(Entries from a pointing dataset)
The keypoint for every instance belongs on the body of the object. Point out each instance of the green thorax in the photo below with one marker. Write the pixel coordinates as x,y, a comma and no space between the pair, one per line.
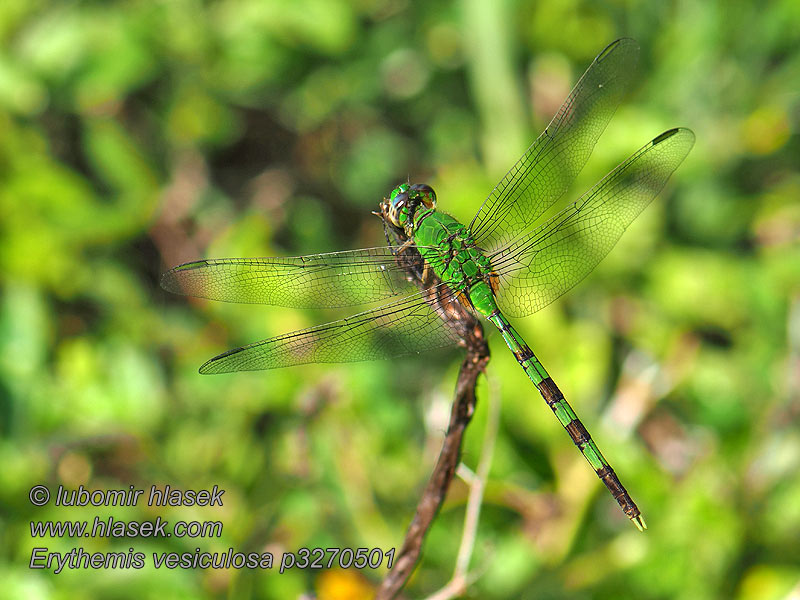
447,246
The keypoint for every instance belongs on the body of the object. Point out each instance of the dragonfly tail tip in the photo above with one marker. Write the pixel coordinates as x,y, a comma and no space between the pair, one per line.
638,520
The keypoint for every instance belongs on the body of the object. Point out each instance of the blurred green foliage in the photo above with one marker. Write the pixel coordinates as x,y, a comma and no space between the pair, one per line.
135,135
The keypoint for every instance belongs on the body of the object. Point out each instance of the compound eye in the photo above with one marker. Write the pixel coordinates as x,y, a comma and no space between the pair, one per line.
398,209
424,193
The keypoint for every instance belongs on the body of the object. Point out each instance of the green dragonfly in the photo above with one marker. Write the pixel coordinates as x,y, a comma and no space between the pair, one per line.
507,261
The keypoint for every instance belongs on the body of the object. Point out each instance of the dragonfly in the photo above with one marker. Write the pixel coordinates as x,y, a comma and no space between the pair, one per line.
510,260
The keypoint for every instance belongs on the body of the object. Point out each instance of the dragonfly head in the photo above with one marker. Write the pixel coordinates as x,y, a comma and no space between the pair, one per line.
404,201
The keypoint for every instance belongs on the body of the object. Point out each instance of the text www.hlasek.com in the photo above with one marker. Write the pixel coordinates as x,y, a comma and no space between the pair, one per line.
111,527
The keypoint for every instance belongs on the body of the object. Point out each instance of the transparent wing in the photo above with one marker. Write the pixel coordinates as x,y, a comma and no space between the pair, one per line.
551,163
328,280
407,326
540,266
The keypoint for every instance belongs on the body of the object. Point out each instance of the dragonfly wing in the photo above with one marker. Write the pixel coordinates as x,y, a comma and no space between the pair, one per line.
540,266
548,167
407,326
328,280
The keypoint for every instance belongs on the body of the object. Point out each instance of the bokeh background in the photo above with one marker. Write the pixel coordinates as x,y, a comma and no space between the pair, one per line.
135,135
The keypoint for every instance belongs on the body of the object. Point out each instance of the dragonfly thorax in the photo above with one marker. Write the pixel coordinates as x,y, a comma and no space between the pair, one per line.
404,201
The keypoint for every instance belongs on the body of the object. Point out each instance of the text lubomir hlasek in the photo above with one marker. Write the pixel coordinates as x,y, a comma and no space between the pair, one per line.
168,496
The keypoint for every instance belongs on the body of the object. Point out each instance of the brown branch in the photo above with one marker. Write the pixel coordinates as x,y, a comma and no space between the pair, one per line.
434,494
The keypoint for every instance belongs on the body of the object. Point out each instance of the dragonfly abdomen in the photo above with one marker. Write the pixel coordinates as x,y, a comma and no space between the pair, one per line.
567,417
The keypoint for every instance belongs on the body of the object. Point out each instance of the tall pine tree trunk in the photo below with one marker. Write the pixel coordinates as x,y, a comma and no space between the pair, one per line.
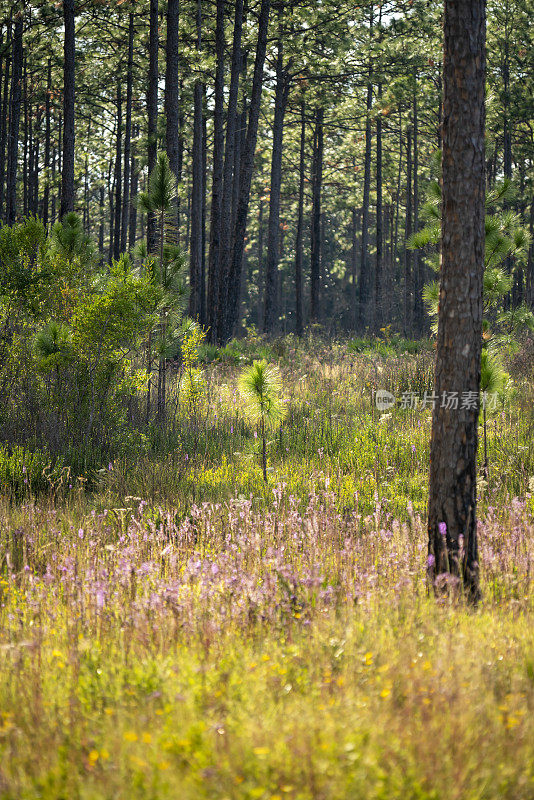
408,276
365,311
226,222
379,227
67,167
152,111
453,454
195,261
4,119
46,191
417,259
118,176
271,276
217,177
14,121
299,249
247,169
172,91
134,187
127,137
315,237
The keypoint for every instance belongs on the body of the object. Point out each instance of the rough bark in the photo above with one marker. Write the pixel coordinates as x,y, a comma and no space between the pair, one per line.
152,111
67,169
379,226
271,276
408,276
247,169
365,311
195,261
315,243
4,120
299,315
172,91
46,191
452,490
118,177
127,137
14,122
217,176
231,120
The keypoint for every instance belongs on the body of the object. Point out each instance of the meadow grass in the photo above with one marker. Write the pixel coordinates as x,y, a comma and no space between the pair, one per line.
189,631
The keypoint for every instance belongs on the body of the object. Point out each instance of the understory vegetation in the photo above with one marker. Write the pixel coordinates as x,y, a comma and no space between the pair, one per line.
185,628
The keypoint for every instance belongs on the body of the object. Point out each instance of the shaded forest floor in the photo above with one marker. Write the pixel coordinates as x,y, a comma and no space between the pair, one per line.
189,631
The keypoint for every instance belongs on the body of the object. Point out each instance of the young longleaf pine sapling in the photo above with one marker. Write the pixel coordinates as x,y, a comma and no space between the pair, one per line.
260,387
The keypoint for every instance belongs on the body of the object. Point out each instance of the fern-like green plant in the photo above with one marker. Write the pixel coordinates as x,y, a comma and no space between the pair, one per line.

_Challenge:_
All of the entries need to be transcribed word for word; pictures are left out.

_Answer for this exercise:_
The keypoint for every instance belongs on the body of the object. Point out each instance of the green thorax in the photo below with one marker. Write the pixel coordinates as x,y, a comma and no space between the pair, one per line.
447,246
The keypoint for every instance belongs on the body of the object. Point out each instance of the dragonfly tail tip in the photo above with one marker. Write the pixel coordinates as x,y, a comma and no space between the pair, one per line.
638,520
The keypoint for every instance belongs on the body of the object. Point out each instance of the blurred green foliage in the photo above with one marker. Write the pixel coordinates as x,y, a comma and no space between the pair, one per line.
135,135
The keypoint for every instance belongs on the body of the object. Point out each instance of the compound eye in the photo above with one marker. Write the pixel coordinates as x,y, a comma and no space between the pair, one per line.
398,209
424,193
The keypoint for every instance belongs on the body of the object. Point out each instance of the green dragonfly in the photo above with one marker. Write the pixel coordinates as x,y, a comma and no space between the pair, one per line.
507,261
The keypoint for every instance belongs on the body of the object. Point out each instance of the dragonfly in the photo above with one marker. Write the pixel coordinates as x,y, a comma and no space between the pair, one per line.
510,260
The keypoint for every instance belongs on the body of the object. Point out each instance of the dragonfly head in the photo above with one marker. Write the pixel coordinates as x,y, a comma and no space between the pair, one per line.
404,201
The keypoint for every instance belongs on the body of the object. Point out each instance of the text www.hlasek.com in the photo above with one marker. Write the pixel coordinates as x,y, a comma and no space between the pair, one per line.
111,527
The keypoint for every instance belongs on the body of the object. Point out each instance of the transparent wing in the photo above with one marker. Write the pixel coordinates as x,y, a comma and no space between the pair, one per line.
551,163
328,280
407,326
540,266
The keypoint for every instance belongs on the body of the object. Point out each instance of the dragonfly wing in the photo above with one marker. Write the pixel coordinates as x,y, a comma and no space between the pair, one per line.
540,266
548,167
407,326
328,280
The keypoint for every instance belongs on the body of the object. Point out each instance of the bokeh background in the photo above with one marker. Write the pixel coordinates as x,y, a comma and no space between the pair, one per line.
135,135
The keypoint for every instance belongs on the body of the object. Point out each instance of the dragonfly thorax in the photo above with one marker. Write the pixel coordinates as x,y, a comma and no space between the pair, one per line.
404,201
The keypoint for every instance belongs on the body of the object. Point out each instance of the text lubomir hlasek in the photo above with one marker. Write the pixel coordinates as x,y, a comma and no space between the pair, one per line.
168,496
The keypoint for every instance belongs on the body of the object. Point out each instance of the brown branch in the photo above with one marker. Write the pixel coordinates as x,y, a comma and no space between the pair, one per line.
434,494
The keypoint for every instance belongs on the body of the object. Point out each instance of the dragonfly abdomen in the photo above with one marker. Write the pixel coordinates as x,y, a comma and no space between the pair, one per line.
567,417
The keypoint for every instance belongs on the body of the object. Point out each instance of the tall pine tree trunk in the photo below with one marker. Write the pixel coordinates as x,y, a comma and no space between the pair, one per line.
408,276
365,311
226,222
379,227
67,167
152,111
453,454
195,261
4,119
46,191
417,259
118,176
271,276
217,177
14,121
299,249
247,169
172,91
134,187
127,137
315,237
The keypoint for every instance belongs on the body of the object. Point out each instance of the rough bark in the photo above with one marker. Write the pixel coordinates as x,y, a comma and no space between the pair, one per line.
152,111
67,169
379,226
271,276
408,276
247,169
365,311
195,261
315,243
4,120
299,315
172,91
46,191
452,490
118,177
127,137
14,122
217,176
231,120
The keypoint for every instance belongs on the body of the object. Point out each instance of the meadow grass in the photo above with one marker. Write the pixel coordinates as x,y, a comma and no space between the pair, one per line.
189,631
The keypoint for every instance belongs on the body of the object. Point out each instance of the understory vegetation in the photo above with one marker. Write the pixel coordinates as x,y, a comma and no space between the pair, one per line.
185,628
The keypoint for every instance belongs on the body of the object. Point out each instance of the shaded forest floor in the photo above with one marker. Write the pixel coordinates as x,y, a comma and no space between the pair, one per line.
189,631
The keypoint for every instance belongs on the body of the object. Point out each instance of the young longleaf pine sapling in the photo above with one marker. Write the pixel coordinates as x,y, a comma and no space between the pair, one per line.
260,387
The keypoint for every instance belongs on the body of the object. Point out each instance of the fern-like green plant in the photo above with one marker. Write the pixel coordinates as x,y, a comma and no space between the pair, one per line.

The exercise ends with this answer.